● **Aim of the task**
Search the records below for the word "shirt", then return every line where it appears.

● **Information supplied**
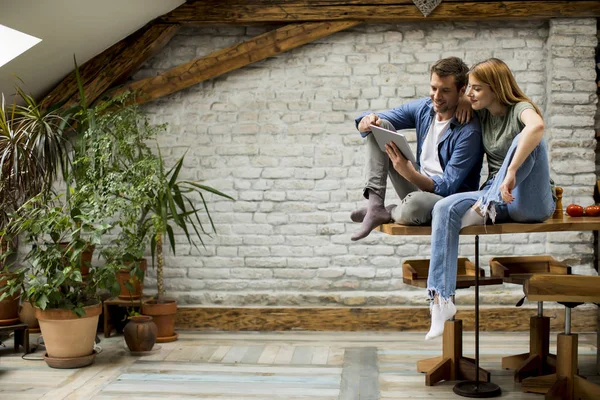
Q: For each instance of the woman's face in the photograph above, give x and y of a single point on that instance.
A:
(480, 94)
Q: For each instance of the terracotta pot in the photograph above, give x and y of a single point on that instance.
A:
(27, 316)
(9, 307)
(140, 333)
(163, 316)
(86, 257)
(67, 335)
(138, 286)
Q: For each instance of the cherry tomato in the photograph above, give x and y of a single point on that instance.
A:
(592, 211)
(575, 210)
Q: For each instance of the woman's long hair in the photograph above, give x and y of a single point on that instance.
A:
(496, 74)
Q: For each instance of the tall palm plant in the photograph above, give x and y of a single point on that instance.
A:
(172, 205)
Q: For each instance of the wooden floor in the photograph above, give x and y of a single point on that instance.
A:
(281, 365)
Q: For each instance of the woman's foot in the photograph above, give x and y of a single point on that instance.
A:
(440, 313)
(472, 217)
(359, 215)
(373, 218)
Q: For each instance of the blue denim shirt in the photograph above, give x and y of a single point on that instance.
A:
(460, 149)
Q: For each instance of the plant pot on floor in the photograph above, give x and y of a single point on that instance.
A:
(140, 333)
(9, 307)
(163, 315)
(68, 336)
(124, 275)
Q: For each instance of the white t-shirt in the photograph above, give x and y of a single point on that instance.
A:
(430, 159)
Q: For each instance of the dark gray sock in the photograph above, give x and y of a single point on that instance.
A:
(359, 215)
(376, 215)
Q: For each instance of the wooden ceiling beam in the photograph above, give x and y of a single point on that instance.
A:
(261, 12)
(231, 58)
(113, 66)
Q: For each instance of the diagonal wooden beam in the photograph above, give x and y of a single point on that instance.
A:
(231, 58)
(113, 65)
(263, 11)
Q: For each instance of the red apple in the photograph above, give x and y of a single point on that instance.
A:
(592, 211)
(575, 210)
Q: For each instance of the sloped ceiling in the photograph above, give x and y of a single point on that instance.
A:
(82, 28)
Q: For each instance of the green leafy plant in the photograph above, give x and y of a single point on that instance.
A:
(54, 278)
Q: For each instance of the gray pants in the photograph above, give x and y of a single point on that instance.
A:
(416, 205)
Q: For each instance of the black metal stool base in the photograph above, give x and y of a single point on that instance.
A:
(477, 389)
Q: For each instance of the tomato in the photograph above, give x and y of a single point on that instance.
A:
(592, 211)
(574, 210)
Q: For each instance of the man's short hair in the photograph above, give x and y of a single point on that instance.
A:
(452, 66)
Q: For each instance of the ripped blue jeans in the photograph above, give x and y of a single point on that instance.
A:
(533, 202)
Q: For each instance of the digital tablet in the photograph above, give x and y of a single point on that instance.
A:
(384, 136)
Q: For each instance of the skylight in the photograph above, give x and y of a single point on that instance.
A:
(14, 43)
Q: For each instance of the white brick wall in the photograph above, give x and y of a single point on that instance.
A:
(279, 137)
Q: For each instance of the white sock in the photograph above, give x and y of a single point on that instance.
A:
(472, 217)
(440, 313)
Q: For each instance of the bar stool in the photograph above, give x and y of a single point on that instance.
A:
(538, 361)
(571, 291)
(451, 365)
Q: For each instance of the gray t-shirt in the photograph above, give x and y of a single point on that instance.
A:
(499, 132)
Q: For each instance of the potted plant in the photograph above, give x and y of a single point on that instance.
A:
(32, 150)
(171, 206)
(67, 303)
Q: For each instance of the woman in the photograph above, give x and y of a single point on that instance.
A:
(518, 187)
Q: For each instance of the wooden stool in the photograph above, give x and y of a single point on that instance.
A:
(570, 291)
(451, 365)
(538, 361)
(109, 304)
(21, 335)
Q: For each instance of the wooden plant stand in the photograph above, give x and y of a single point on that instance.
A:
(517, 270)
(451, 365)
(571, 291)
(21, 335)
(110, 304)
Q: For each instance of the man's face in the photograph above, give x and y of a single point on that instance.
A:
(444, 94)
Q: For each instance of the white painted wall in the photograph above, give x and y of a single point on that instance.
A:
(279, 137)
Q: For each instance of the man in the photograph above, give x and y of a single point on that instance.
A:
(449, 153)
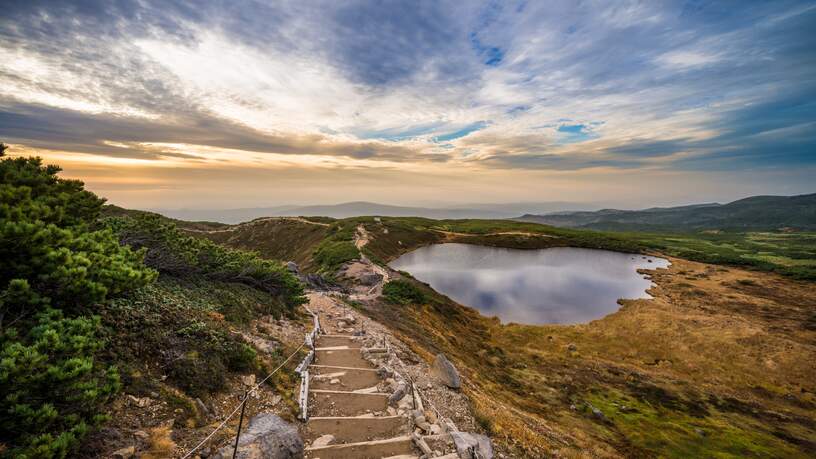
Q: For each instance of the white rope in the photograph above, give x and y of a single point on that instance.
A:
(251, 391)
(220, 426)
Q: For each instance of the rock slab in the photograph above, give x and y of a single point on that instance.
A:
(266, 437)
(445, 371)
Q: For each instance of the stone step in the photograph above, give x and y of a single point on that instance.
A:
(356, 429)
(349, 378)
(339, 403)
(377, 449)
(337, 340)
(341, 358)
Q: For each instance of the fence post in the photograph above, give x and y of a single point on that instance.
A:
(240, 423)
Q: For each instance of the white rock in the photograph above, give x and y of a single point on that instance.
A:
(323, 440)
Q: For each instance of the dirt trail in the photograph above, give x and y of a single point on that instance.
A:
(256, 222)
(353, 412)
(451, 234)
(361, 238)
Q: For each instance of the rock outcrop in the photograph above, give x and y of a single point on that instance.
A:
(267, 436)
(472, 446)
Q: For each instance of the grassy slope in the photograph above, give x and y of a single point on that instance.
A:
(721, 363)
(791, 254)
(279, 239)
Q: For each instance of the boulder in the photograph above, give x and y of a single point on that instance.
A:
(445, 371)
(398, 395)
(266, 436)
(470, 445)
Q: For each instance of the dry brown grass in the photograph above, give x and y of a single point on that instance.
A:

● **Response box**
Q: For each instance of the blue denim shirt in the photograph above, give x and y of a single point on that instance.
Q: For each instance of the white t-shirt in the photograph above, give x and y of a single point on that instance.
Q: For each instance of the gray t-shirt in the photograph above, give x and y of a single point on that instance.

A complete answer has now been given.